Hepimiz korkudan geberiyoruz zaten! Bize kumanda edenler de
bu korkudan yararlanıp bizi daha fazla korkutuyorlar. Boğazımızı sıkanlara;
gözlerimizi kapatanlara göstermeliyiz ki, biz her şeyi görüyoruz, ne aptalız,
ne de yalnızca yemek değil, yaşamak istiyoruz, yaşamaya layık yaratıklar olarak
yaşamak! Düşmanlarımıza şunu göstermeliyiz ki, bize empoze ettikleri forsa
yaşantısı, akıl yoluyla onlarla boy ölçülmemize, hatta onlardan daha üstün
olmamıza mani olamaz.
Dövüşme zamanı gelince tırnak temizlemekle vakit geçirilmez.
Bizim için milletler arasında ayrı gayrı yok. Sadece arkadaşlar var, veya
kardeşlik istemeyen düşmanlar. Dünyaya gönül gözüyle bakıp ne kadar kalabalık
ve güçlü olduğumuzu görünce insan öylesine seviniyor ki, içi ferahlıyor! Bir
Fransız, bir Alman, bir İtalyan için de durum aynı. Hayatı anladılarsa eğer,
onlarda aynı biçimde sevinç duyarlar. Hepimiz aynı ananın, aynı düşüncenin,
bütün insanların kardeşliği fikrinin evlatlarıyız. Bu düşünce bizi ısıtır,
adaletin göklerinde parlayan bir güneştir o, ve bu gökler emekçinin kalbinde
yatar. Ne millet olursa olsun, adı ne olursa olsun fark etmez.
######
İstenen görev 1 -
Listede "suit with a single point per instance." ifadesini içeren satırdan listenin sonuna kadar her şeyi, boş satırları atlayarak "Sıra" ve "Satır" sütunlarından oluşan bir Markdown tablosuna dönüştürün.

Çıkarılan liste -
######
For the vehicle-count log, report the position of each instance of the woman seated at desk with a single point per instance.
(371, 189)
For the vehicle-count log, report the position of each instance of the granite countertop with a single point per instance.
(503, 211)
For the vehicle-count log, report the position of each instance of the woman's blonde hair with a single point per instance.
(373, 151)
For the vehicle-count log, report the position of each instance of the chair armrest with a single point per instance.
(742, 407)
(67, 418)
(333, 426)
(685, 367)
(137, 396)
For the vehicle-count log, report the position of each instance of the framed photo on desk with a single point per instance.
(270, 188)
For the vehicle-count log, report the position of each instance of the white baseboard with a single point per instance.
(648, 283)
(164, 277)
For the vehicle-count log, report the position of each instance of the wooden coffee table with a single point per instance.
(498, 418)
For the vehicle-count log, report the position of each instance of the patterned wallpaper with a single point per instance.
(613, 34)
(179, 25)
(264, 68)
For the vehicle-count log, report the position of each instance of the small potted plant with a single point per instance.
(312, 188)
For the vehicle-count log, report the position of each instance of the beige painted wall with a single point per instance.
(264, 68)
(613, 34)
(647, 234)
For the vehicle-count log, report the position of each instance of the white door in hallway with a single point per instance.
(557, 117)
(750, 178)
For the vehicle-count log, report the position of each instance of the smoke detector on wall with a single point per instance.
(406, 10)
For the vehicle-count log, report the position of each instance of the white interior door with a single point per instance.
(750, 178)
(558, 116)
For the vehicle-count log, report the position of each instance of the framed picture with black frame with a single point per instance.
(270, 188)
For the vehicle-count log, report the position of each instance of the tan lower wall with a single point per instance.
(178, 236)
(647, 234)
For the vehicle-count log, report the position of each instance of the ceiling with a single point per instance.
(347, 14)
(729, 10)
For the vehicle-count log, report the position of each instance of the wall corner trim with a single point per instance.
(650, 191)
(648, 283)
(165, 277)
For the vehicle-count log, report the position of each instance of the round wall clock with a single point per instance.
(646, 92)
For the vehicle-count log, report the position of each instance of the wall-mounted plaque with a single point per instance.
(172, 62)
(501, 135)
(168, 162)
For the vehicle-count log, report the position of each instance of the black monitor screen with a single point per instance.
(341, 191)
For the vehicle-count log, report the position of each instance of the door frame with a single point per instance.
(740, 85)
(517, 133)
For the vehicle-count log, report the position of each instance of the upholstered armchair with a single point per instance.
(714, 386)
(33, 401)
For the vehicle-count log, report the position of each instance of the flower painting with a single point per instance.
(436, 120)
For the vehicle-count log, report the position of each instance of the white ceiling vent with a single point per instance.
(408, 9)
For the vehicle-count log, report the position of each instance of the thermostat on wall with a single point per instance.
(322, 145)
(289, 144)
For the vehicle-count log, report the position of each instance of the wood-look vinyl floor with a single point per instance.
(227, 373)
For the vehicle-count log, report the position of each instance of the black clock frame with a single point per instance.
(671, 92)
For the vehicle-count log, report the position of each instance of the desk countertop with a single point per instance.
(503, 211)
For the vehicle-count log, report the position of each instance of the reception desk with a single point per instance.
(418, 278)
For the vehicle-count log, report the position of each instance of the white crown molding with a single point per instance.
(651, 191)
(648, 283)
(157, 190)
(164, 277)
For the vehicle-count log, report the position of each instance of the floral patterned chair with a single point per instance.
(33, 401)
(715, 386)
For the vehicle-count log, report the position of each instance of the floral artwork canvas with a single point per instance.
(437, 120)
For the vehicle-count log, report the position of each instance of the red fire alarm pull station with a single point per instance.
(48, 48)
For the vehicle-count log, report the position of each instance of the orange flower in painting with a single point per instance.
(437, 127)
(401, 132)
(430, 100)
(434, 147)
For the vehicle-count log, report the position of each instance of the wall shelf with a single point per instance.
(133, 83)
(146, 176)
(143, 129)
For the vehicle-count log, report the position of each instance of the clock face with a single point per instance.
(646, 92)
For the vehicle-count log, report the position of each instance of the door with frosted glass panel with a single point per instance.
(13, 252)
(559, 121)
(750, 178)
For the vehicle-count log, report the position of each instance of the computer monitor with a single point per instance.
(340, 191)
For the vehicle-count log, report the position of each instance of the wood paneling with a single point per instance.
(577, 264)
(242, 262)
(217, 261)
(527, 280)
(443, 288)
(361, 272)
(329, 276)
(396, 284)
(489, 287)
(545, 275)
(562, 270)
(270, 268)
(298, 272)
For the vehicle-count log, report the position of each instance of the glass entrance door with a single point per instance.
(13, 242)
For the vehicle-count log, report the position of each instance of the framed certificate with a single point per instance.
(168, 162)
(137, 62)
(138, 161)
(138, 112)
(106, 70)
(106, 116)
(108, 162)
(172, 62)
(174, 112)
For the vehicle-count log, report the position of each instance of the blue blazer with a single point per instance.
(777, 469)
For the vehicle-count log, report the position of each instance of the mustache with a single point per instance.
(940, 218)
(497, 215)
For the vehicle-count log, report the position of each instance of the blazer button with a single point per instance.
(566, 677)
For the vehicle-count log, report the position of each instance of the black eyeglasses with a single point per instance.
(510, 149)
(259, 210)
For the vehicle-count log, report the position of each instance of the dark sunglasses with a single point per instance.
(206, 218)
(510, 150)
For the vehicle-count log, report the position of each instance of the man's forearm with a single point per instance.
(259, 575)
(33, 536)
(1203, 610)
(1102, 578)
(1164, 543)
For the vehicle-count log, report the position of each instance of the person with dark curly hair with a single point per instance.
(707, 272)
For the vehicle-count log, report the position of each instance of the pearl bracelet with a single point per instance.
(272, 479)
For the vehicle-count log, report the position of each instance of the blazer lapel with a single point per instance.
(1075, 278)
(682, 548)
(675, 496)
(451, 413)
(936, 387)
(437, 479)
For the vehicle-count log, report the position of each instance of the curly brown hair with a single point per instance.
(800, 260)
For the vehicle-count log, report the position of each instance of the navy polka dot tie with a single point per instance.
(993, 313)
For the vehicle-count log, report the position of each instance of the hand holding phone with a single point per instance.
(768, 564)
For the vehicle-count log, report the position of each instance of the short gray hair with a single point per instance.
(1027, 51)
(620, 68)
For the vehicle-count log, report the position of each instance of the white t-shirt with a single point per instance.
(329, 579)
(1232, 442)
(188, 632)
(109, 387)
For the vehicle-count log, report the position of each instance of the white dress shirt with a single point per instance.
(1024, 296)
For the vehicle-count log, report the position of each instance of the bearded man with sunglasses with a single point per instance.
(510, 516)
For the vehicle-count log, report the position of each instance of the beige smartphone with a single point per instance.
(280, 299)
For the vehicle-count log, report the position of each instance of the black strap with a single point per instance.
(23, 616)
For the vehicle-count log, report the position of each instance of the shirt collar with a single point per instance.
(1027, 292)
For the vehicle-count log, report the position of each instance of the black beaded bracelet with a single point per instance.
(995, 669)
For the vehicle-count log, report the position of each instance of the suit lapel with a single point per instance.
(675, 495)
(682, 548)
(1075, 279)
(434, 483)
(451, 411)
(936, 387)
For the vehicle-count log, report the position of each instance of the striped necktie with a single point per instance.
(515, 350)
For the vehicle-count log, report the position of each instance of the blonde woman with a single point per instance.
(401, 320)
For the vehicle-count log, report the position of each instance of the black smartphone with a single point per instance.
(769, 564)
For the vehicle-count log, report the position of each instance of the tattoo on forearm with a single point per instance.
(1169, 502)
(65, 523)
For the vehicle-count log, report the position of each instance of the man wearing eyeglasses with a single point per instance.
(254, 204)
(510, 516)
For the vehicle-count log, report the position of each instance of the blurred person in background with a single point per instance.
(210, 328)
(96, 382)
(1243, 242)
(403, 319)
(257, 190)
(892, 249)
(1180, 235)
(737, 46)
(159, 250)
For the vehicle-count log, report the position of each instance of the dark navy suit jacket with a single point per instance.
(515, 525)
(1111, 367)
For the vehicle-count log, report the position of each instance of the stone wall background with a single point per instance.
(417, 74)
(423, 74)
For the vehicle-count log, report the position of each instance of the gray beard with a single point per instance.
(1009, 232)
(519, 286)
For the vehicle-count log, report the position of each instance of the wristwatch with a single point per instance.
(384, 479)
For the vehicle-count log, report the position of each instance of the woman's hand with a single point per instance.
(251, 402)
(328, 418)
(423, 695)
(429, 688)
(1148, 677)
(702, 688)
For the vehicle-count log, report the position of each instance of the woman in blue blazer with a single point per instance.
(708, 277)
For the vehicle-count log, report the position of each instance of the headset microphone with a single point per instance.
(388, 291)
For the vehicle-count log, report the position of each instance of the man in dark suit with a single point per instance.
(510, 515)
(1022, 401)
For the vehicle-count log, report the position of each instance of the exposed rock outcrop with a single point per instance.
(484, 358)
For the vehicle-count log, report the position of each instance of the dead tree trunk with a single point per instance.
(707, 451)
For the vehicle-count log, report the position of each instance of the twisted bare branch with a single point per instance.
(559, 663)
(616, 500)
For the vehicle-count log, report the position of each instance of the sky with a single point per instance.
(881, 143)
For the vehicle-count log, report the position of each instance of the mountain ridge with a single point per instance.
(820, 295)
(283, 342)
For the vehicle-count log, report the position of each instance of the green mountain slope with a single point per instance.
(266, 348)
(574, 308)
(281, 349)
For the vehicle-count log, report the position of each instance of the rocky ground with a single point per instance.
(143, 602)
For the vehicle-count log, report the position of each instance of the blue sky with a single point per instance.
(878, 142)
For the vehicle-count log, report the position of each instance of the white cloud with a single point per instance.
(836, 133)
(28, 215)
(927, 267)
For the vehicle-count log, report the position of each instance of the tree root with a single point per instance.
######
İstenen görev 2 -
Verilen metne göre aşağıdaki soruları yanıtlayın.
(a) Dövüşme zamanı gelince neyle vakit geçirilmez?
(b) Adaletin gökleri nerede yatar?
(c) Durumun aynı olduğu söylenen üç millet hangileridir?

Nihai sonuç 1 -
| Sıra | Satır |
|---|---|
| 1 | For the vehicle-count log, report the position of each instance of the man in dark suit with a single point per instance. |
| 2 | (510, 515) |
| 3 | (1022, 401) |
| 4 | For the vehicle-count log, report the position of each instance of the exposed rock outcrop with a single point per instance. |
| 5 | (484, 358) |
| 6 | For the vehicle-count log, report the position of each instance of the dead tree trunk with a single point per instance. |
| 7 | (707, 451) |
| 8 | For the vehicle-count log, report the position of each instance of the twisted bare branch with a single point per instance. |
| 9 | (559, 663) |
| 10 | (616, 500) |
| 11 | For the vehicle-count log, report the position of each instance of the sky with a single point per instance. |
| 12 | (881, 143) |
| 13 | For the vehicle-count log, report the position of each instance of the mountain ridge with a single point per instance. |
| 14 | (820, 295) |
| 15 | (283, 342) |
| 16 | For the vehicle-count log, report the position of each instance of the green mountain slope with a single point per instance. |
| 17 | (266, 348) |
| 18 | (574, 308) |
| 19 | (281, 349) |
| 20 | For the vehicle-count log, report the position of each instance of the rocky ground with a single point per instance. |
| 21 | (143, 602) |
| 22 | For the vehicle-count log, report the position of each instance of the blue sky with a single point per instance. |
| 23 | (878, 142) |
| 24 | For the vehicle-count log, report the position of each instance of the white cloud with a single point per instance. |
| 25 | (836, 133) |
| 26 | (28, 215) |
| 27 | (927, 267) |
| 28 | For the vehicle-count log, report the position of each instance of the tree root with a single point per instance. |

Nihai sonuç 2 -
(a) Tırnak temizlemekle.
(b) Emekçinin kalbinde.
(c) Fransız, Alman ve İtalyan.